===== PASSAGE PROVIDED =====
Update documents and benchmark results.

Author: junyiq-nv

examples/hstu/inference/README.md

@@ -2,9 +2,9 @@
 
 ## Key Features
 
-1. Cache for KV data
+1. Asynchronous Cache Manager for KV data
 
-We use GPU memory and host storage for KV data cache., as in `GpuKVCacheManager` and `HostKVStorageManager`. This can help to reduce the recomputation of KV data.
+We use GPU memory and host storage for KV data cache as in `AsyncKVCacheManager`. This can help to reduce the recomputation of KV data. All the kvcache related operations are implemented as asynchronous, in order to hide the overhead with inference computation.
 
 The GPU KV cache is organized as a paged KV-data table, and supports KV data adding/appending, lookup and eviction. When appending new data to the GPU cache, we will evict data from the oldest users according to the LRU policy if there is no empty page. The HSTU attention kernel also accepts KV data from a paged table.
===== GIVEN MATERIAL =====
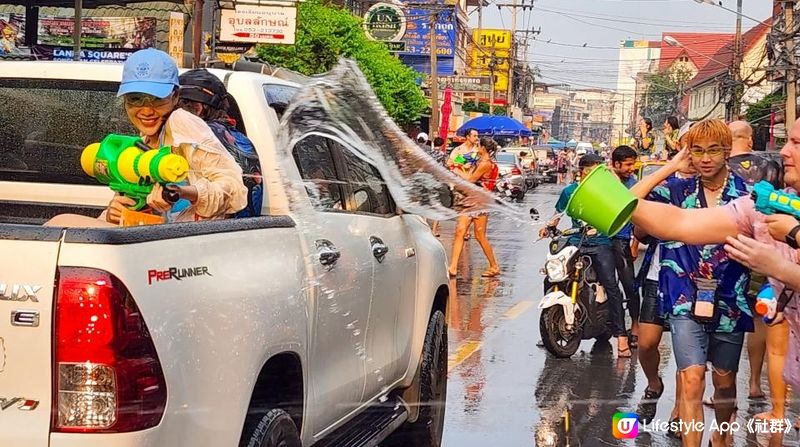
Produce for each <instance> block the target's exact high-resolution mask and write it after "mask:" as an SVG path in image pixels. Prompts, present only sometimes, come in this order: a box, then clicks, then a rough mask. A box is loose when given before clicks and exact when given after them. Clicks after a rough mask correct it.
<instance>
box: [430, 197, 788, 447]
mask: <svg viewBox="0 0 800 447" xmlns="http://www.w3.org/2000/svg"><path fill="white" fill-rule="evenodd" d="M559 191H560V187H557V186H555V185H550V184H548V185H542V186H540V187H539V188H538V189H536V190H535V192H533V193H529V194H528V196H527V197H526V198H525V203H523V204H520V205H519V206H520V207H521V208H522V209H524V210H527V209H528V208H530V207H532V206H533V207H536V208H537V209H538V210H539V211H540V212H541V214H542V216H543V218H545V219H546V218H547V217H549V216H551V215H552V214H553V212H554V211H553V205H554V204H555V201H556V199H557V198H558V192H559ZM563 225H565V224H564V223H562V226H563ZM453 229H454V224H453V223H452V222H446V223H443V224H442V243H443V244H444V245H445V248H446V250H447V252H448V253H449V252H450V249H451V241H452V232H453ZM537 231H538V227H534V226H532V225H531V224H530V223H522V222H515V221H513V220H510V219H507V218H504V217H501V216H496V215H492V217H490V219H489V239H490V241H491V242H492V244H493V246H494V248H495V253H496V255H497V258H498V261H499V263H500V265H501V267H502V269H503V274H502V275H501V276H500V277H499V278H497V279H484V278H481V277H480V273H481V272H482V271H483V270H484V269H485V268H486V266H487V262H486V258H485V257H484V256H483V252H482V251H481V249H480V247H479V245H478V244H477V242H476V241H475V240H474V238H473V239H472V240H471V241H470V242H469V243H468V245H467V246H466V247H465V250H464V253H463V255H462V259H461V265H460V266H459V276H458V278H457V279H455V280H451V286H455V287H451V288H453V289H455V291H456V292H455V294H452V295H451V297H450V312H449V325H450V332H449V336H450V339H449V344H450V359H449V371H450V372H449V384H448V395H447V413H446V414H447V416H446V422H445V433H444V442H443V445H444V446H445V447H469V446H476V447H477V446H481V447H484V446H493V447H501V446H502V447H505V446H513V447H517V446H520V447H521V446H603V445H610V446H617V445H620V446H633V445H636V446H678V445H680V441H677V440H674V439H671V438H669V437H667V436H666V434H662V433H658V434H650V433H642V432H641V430H640V434H639V436H638V437H637V438H636V439H635V440H634V439H631V440H617V439H615V438H614V436H613V435H612V432H611V419H612V417H613V415H614V414H615V413H616V412H633V413H635V412H636V408H637V406H638V403H639V400H640V398H641V395H642V393H643V392H644V388H645V387H646V384H647V381H646V380H645V377H644V373H643V372H642V371H641V368H640V367H639V365H638V361H637V360H636V359H635V354H636V351H634V358H633V359H619V360H618V359H617V358H616V353H615V350H616V349H615V348H612V345H611V344H609V343H605V344H599V345H595V343H594V341H593V340H592V341H584V342H583V343H582V344H581V347H580V349H579V350H578V352H577V353H576V354H575V355H574V356H573V357H572V358H571V359H556V358H554V357H552V356H551V355H550V354H548V353H547V351H545V349H544V348H540V347H537V346H536V343H537V341H539V338H540V337H539V321H538V319H539V310H538V309H537V308H536V306H537V305H538V302H539V299H540V298H541V295H542V278H543V277H542V275H541V274H540V273H539V269H540V268H541V267H542V265H543V263H544V258H545V253H546V249H547V245H546V243H544V242H539V243H535V241H536V238H537V236H536V232H537ZM612 343H615V340H612ZM660 349H661V356H662V361H661V371H662V377H663V380H664V383H665V387H666V388H665V389H666V391H665V393H664V395H663V396H662V398H661V400H660V401H659V406H658V413H657V415H656V420H660V421H664V422H667V421H668V420H669V415H670V411H671V409H672V406H673V404H674V391H673V390H674V389H675V363H674V361H673V360H672V355H671V341H670V339H669V335H668V334H665V336H664V338H663V340H662V343H661V347H660ZM748 378H749V367H748V363H747V352H746V349H745V352H743V354H742V361H741V363H740V373H739V375H738V378H737V382H738V385H737V392H738V401H737V403H738V406H739V411H738V413H737V414H738V419H737V421H738V422H739V423H740V424H741V429H740V430H739V431H738V432H737V433H736V435H735V445H736V446H767V445H769V446H780V445H800V443H798V437H797V435H796V433H795V432H794V431H792V433H791V434H789V435H787V436H786V437H785V438H784V439H781V437H778V436H772V437H770V436H769V435H753V434H748V430H747V427H746V425H747V422H748V420H749V419H750V418H752V416H753V415H755V414H758V413H760V412H762V411H766V410H768V409H769V408H768V405H767V404H766V403H765V402H761V403H754V402H750V401H748V400H747V392H748V387H747V381H748ZM710 382H711V380H710V376H709V377H707V379H706V388H707V390H706V394H705V395H706V396H710V395H711V392H712V387H711V383H710ZM762 382H763V389H764V390H765V391H767V390H768V389H769V387H768V385H767V382H766V365H765V367H764V373H763V378H762ZM791 407H792V404H791V403H790V408H791ZM796 415H797V413H796V412H794V411H790V413H789V416H790V417H792V418H794V417H796ZM705 417H706V423H707V424H708V423H710V422H711V421H712V420H713V413H712V411H711V409H710V408H706V416H705ZM707 442H708V441H704V444H703V445H707Z"/></svg>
=====
YOUR INSTRUCTIONS: Please transcribe, word for word, the part of the README change above that opens with the words containing "Author: junyiq-nv" and closes with "with inference computation.".

SOLUTION TO THIS TASK:
Author: junyiq-nv

examples/hstu/inference/README.md

@@ -2,9 +2,9 @@
 
 ## Key Features
 
-1. Cache for KV data
+1. Asynchronous Cache Manager for KV data
 
-We use GPU memory and host storage for KV data cache., as in `GpuKVCacheManager` and `HostKVStorageManager`. This can help to reduce the recomputation of KV data.
+We use GPU memory and host storage for KV data cache as in `AsyncKVCacheManager`. This can help to reduce the recomputation of KV data. All the kvcache related operations are implemented as asynchronous, in order to hide the overhead with inference computation.